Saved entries
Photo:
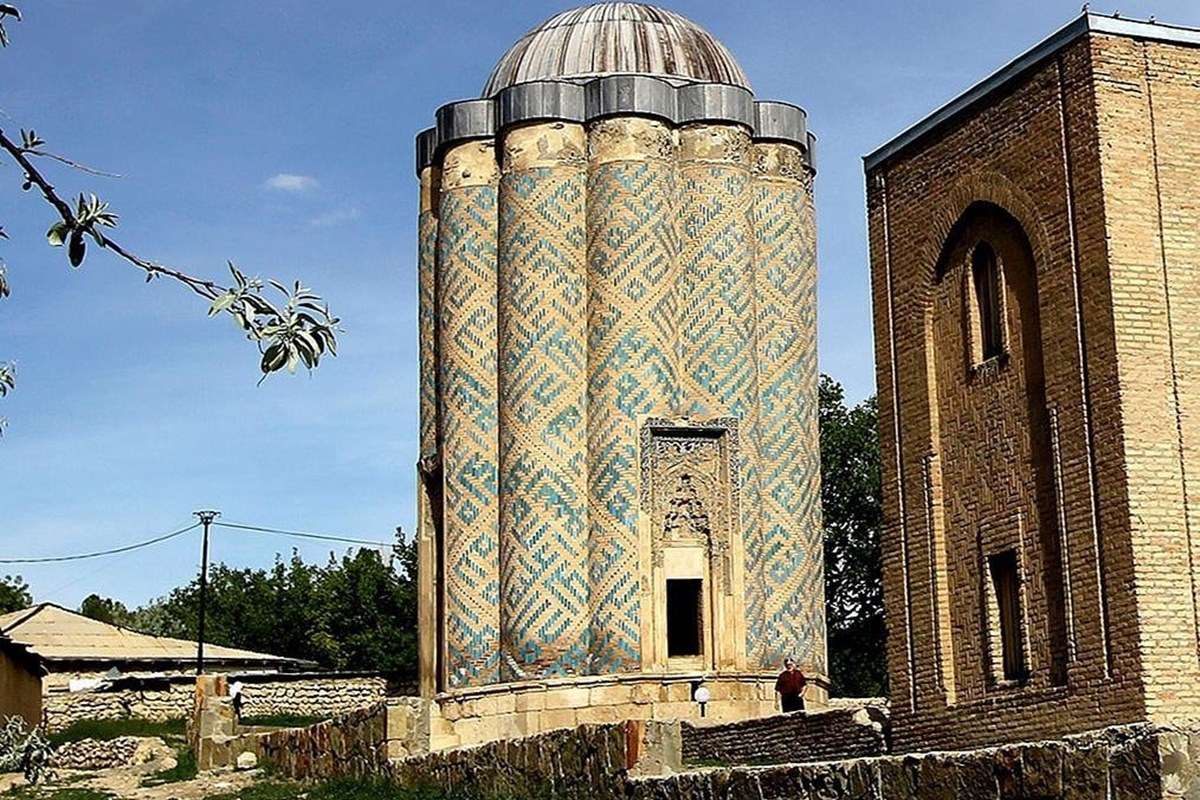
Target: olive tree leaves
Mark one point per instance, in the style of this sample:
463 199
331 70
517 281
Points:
295 330
7 11
300 331
91 214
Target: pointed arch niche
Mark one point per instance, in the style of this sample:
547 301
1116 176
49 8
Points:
990 485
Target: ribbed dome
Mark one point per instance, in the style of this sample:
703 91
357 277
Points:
617 38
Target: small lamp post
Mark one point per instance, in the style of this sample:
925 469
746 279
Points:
702 696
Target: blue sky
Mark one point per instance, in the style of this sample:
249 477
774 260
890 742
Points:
279 134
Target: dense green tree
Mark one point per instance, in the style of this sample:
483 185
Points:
357 612
106 609
13 594
850 501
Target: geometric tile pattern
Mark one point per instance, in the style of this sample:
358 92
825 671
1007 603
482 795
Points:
789 458
543 447
562 306
718 334
633 312
426 289
467 295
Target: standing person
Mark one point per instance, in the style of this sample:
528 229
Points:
790 687
235 695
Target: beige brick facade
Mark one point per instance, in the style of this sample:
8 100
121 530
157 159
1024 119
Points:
1077 450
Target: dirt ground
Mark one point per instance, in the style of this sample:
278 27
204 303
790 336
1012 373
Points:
131 782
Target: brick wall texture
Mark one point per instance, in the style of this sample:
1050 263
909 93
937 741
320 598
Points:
1079 447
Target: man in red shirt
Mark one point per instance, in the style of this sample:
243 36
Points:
790 687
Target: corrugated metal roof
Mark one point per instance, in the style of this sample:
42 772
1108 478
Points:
617 38
55 633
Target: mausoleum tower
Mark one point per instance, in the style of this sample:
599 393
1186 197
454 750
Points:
619 467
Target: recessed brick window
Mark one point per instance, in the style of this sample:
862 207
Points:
1005 615
987 298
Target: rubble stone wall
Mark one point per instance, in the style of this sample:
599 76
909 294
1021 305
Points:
108 753
318 696
627 762
1128 762
789 738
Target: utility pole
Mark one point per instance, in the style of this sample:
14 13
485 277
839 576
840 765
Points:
207 518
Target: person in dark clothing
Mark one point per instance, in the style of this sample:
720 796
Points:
790 687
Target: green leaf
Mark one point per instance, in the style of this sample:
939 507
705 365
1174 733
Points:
275 356
77 248
58 234
222 302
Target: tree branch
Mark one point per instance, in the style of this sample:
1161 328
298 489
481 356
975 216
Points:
207 289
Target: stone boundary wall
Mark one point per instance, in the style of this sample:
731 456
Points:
349 745
107 753
1135 762
303 695
790 738
589 762
634 761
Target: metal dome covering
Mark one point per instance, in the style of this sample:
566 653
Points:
617 38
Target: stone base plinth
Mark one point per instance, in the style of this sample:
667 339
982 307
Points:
486 714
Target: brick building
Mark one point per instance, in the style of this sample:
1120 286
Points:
1036 281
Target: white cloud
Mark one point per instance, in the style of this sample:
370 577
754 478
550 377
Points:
335 217
289 182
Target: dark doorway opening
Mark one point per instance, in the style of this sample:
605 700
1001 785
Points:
685 617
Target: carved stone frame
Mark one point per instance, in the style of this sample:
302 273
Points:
721 545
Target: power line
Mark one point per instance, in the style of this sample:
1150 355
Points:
117 551
301 534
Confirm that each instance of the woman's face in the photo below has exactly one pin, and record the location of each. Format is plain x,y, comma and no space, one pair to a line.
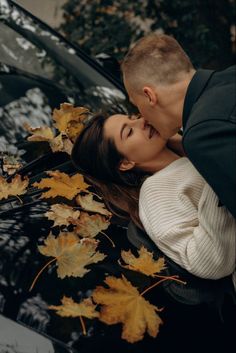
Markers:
135,139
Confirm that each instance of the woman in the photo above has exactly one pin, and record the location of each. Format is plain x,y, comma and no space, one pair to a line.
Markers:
135,170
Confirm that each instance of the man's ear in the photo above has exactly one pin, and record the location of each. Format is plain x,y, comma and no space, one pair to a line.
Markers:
126,165
150,94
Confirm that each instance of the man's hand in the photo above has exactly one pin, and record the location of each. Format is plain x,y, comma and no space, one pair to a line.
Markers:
175,144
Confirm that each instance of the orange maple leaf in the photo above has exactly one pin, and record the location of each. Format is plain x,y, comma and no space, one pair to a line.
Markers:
16,187
61,213
42,133
69,308
61,184
71,253
68,113
89,204
144,263
122,303
90,226
61,143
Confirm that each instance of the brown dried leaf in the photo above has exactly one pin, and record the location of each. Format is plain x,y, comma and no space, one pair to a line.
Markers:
43,133
59,213
72,254
89,204
10,164
66,114
144,263
74,128
69,308
89,226
61,184
122,303
16,187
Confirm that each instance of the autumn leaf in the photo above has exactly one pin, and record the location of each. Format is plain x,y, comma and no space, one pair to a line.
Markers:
71,253
69,308
68,113
89,204
90,226
60,213
43,133
61,184
16,187
144,263
10,164
122,303
61,143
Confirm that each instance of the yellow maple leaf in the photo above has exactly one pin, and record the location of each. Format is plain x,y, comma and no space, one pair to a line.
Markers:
69,308
89,226
43,133
66,114
61,184
144,262
61,143
74,128
89,204
60,213
16,187
122,303
71,253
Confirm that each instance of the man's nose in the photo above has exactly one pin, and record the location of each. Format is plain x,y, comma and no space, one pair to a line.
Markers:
141,123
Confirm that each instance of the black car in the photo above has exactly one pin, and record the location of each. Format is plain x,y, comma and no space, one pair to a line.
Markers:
39,70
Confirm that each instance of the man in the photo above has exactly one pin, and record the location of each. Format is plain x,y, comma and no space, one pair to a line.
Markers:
162,82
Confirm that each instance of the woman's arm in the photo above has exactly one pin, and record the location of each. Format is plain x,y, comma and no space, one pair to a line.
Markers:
204,247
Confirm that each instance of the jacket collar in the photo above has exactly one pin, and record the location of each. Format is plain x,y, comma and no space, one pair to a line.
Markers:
195,88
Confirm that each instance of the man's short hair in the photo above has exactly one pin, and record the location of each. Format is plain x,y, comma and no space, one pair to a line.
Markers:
155,59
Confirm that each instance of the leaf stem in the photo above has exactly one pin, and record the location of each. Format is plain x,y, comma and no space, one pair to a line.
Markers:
39,273
112,242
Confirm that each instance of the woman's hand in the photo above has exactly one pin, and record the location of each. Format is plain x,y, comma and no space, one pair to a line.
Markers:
175,144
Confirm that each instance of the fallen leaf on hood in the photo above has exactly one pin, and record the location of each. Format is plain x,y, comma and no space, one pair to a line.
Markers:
69,308
71,253
144,262
61,143
61,184
60,213
10,164
16,187
43,133
68,113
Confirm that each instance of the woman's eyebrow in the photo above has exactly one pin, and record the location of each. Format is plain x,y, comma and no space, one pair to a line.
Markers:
122,129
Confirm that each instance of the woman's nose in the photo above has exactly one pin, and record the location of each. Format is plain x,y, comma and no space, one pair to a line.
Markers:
140,122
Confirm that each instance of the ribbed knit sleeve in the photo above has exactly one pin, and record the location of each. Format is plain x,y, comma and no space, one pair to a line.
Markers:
180,213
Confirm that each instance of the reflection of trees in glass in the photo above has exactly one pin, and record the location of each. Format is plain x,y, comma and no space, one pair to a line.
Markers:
202,26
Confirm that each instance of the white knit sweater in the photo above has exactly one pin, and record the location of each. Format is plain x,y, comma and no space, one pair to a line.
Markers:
180,213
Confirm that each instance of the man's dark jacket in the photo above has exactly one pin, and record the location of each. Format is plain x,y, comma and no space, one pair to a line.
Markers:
209,131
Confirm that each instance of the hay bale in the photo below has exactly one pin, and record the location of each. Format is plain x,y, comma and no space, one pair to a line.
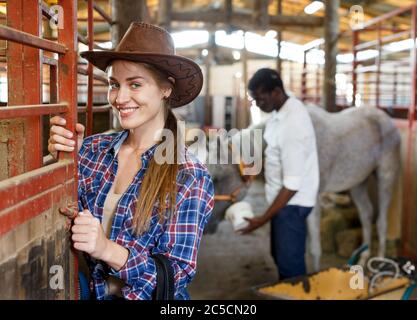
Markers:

* WHAT THIS TASK INVOLVES *
Repeat the listing above exactly, with no pictures.

* SOLUTION TO THIS TASK *
Photo:
Target: olive tree leaves
Mark one point per instance, in the style of this sample:
463 199
331 70
517 281
Points:
295 330
7 11
300 331
91 214
Target: pointed arch niche
Mark one point per instance, in the style of this sample:
547 301
1116 176
49 8
Points:
990 485
Target: ribbed dome
Mark one point per instance, in the style of this sample:
703 91
357 277
Points:
617 38
Target: small lamp post
Mark one point per instance, in the style of this sample:
925 469
746 279
Points:
702 696
Target: blue sky
Mark one point per instance, in the style of this sample:
249 477
774 260
890 742
Points:
279 134
Target: dense green tree
Mark one point per instance, in the style of this sample:
483 185
Points:
357 612
106 609
13 594
850 501
Target: geometric tile pattern
Mark one point per instance, in the style of this sample:
358 92
825 671
1007 603
482 795
Points:
789 458
543 447
562 306
718 334
633 312
426 289
467 295
Target: standing person
Mark one point per instance, in the style of this sample:
528 229
Points:
790 687
235 695
Target: beige brick facade
Mark one point per instance, in the style of this sample:
8 100
121 530
157 159
1024 119
Points:
1077 450
Target: dirt ground
Mark one point per instance, in the style of this sample:
278 27
204 303
790 336
1012 373
Points:
131 782
Target: brick wall texture
Mark one point per instance, in the style of this sample:
1050 263
909 93
937 741
320 598
Points:
1079 447
Target: man in red shirt
Mark one point per instance, in the style of this sample:
243 36
Points:
790 687
Target: corrugated metal roof
Mark one point per instance, in the style of this sample:
42 772
1108 478
Points:
617 38
55 633
Target: mausoleum tower
Mark one point per instance, in the style of this sample:
599 393
1186 197
454 750
Points:
619 467
Target: recessed brick window
Mark one point per instance, in the style of this sample:
862 207
Points:
1005 615
987 298
Target: rubble stone wall
Mark one point per instance, in the style of this sample:
599 76
909 294
1021 305
Points:
108 753
318 696
627 762
1128 762
789 738
Target: utility pole
Mark one point per instance, in the style of this sample:
14 13
485 277
839 576
840 765
Points:
207 518
Target: person in dark clothing
Mark one point per instance, in the style of this sample:
720 796
Points:
790 687
Target: green leaf
Mark one point per instance, in the style of this sample:
939 507
705 365
1174 733
Points:
275 356
77 248
58 234
222 302
Target: tree branch
Mark one point per instance, in the style of this sample:
1161 328
298 489
481 356
975 216
Points:
207 289
Target: stone boundary wall
Mark one point per instance, in the style of this sample:
731 456
Points:
349 745
107 753
1135 762
303 695
790 738
589 762
634 761
Target: metal dome covering
Mark one point per instance, in the style of this sample:
566 653
Points:
617 38
Target: stone base plinth
Mark one point per instance, in the style of this sample:
667 339
982 307
Points:
486 714
Target: brick building
Mark one point per instance, in the style of this sample:
1120 286
Points:
1036 281
Target: white cloud
Mark one point per instance, in the style of this sample:
370 577
754 478
550 377
Points:
335 217
289 182
Target: dark doorway opening
Mark one point per instance, in the style of this sample:
605 700
1001 785
Points:
685 617
Target: carved stone frame
Mark one point per instance, in the style of this sample:
302 273
Points:
721 545
Target: power line
Mark one point per instance, in the style of this sample:
1150 355
Points:
117 551
301 534
Confirm that each instance of the woman's face in the photo below has exactly one pin, and record the location of each. Format is plain x,y, comma and no space, one pair to a line.
Markers:
135,139
Confirm that each instance of the woman in the photo above has exactly one pin, and record the location of each. Format is plain x,y, comma and no space, one pair to a line.
Markers:
135,170
Confirm that each instance of the man's ear in the photo above has exactly one pin, and record the location of each. Format is plain x,y, comma and no space, one pair to a line.
Markers:
126,165
150,94
Confirm that each instance of the man's hand in the photo above has exactly one pin, and record the location of each. Format is plain x,y, comma and no space, one pair to a line.
Markers:
175,144
Confirm that each instance of the orange maple leaf in the photo above has exactly one pin, and record the location of each. Format is plain x,y, comma and no space, one pair to a line.
Markers:
16,187
61,213
42,133
69,308
61,184
71,253
68,113
89,204
144,263
122,303
90,226
61,143
Confirm that each instance of the brown dried leaf in the photo above has exactly one pin, and record the location of each. Format is plain x,y, comma and no space, one pair to a line.
Markers:
43,133
59,213
72,254
89,204
10,164
66,114
144,263
74,128
69,308
89,226
61,184
122,303
16,187
Confirm that each instance of the autumn leaf in the photo above has exactly one pin, and record the location of each. Format is plain x,y, comma and no space, one pair to a line.
Markers:
71,253
69,308
68,113
89,204
90,226
60,213
43,133
61,184
16,187
144,263
10,164
122,303
61,143
Confirm that each instance of the yellow maple leaf in the photo above has exactly one pin, and record the location of each. Format is plain x,y, comma and no space, one pair to a line.
Markers:
69,308
89,226
43,133
66,114
61,184
144,262
61,143
74,128
89,204
60,213
16,187
122,303
71,253
Confirm that each instance of the man's nose in the photo above has exactly one pin, and record the location of each. Format is plain x,y, comma and no space, one pair to a line.
Markers:
141,123
Confirm that each instance of the black car in the photo above has exactly one pin, and record the location of each. Format is plain x,y, comma and no space, one pair to a line.
Markers:
39,70
Confirm that each instance of the man in the photo above has exactly one pin, and record the location of each. Format is plain x,y, comma and no space, one pair to a line.
Markers:
162,82
Confirm that each instance of the woman's arm in the photo above has exactly one pin, and record the location of each. Format is plain x,y, comma and no space, one pair to a line.
Markers:
204,247
Confirm that each instance of the jacket collar in the photo above has exactly one pin, and record the location of each. Format is plain x,y, comma and no space, one pair to a line.
Markers:
195,88
Confirm that each instance of the man's short hair in the photo above has exactly one pin, and record the location of each. Format is plain x,y, comma and no space, one pair to a line.
Markers:
155,59
Confirm that each instance of the leaf stem in the photo above has exactly one pin, and record the location of each. Format is plain x,y, comma and no space, one pair to a line.
Markers:
39,273
112,242
Confirm that each instance of the woman's hand in the photo above has exactly one pin, and record the location of each. Format is plain x,y, comma and no space, one pair to a line.
Markers:
175,144
Confirm that each instance of the fallen leaf on hood in the photo above has exactly one pin, and record the location of each. Format is plain x,y, comma and no space, one pair to a line.
Markers:
69,308
71,253
144,262
61,143
61,184
60,213
10,164
16,187
43,133
68,113
Confirm that each instance of the woman's eyebrow in the photo above has exactly one pin, and record the location of each. Format is plain x,y, comma and no space, one pair to a line.
Markers:
122,129
Confirm that each instance of the woman's nose in the photo above has exactly one pin, and record the location of each. Format is plain x,y, comma and no space, one pair to a line.
Markers:
140,122
Confirm that each instance of the ribbed knit sleeve in the photo above has exactly one pin, and record the location of each. Format is plain x,y, comma and no space, one pair to a line.
Markers:
180,213
Confirm that each instance of the reflection of trees in glass in the photo above has exactly one pin, and record the location of each. Format is plain x,y, comma and no space, one pair to a line.
Markers:
202,26
Confirm that each instance of the white knit sweater in the photo above has exactly one pin, and record the location of each. Format is plain x,y, comma and no space, one pair to a line.
Markers:
180,213
Confirm that each instance of the man's dark jacket in the photo above has exactly one pin, and record the location of each. Format is plain x,y, comma and no space, one pair to a line.
Markers:
209,131
Confirm that each instance of the hay bale in the photo below has exactly one pin, and record the location of each. Format is plain x,y, comma and no space, one pair to a line.
Markers:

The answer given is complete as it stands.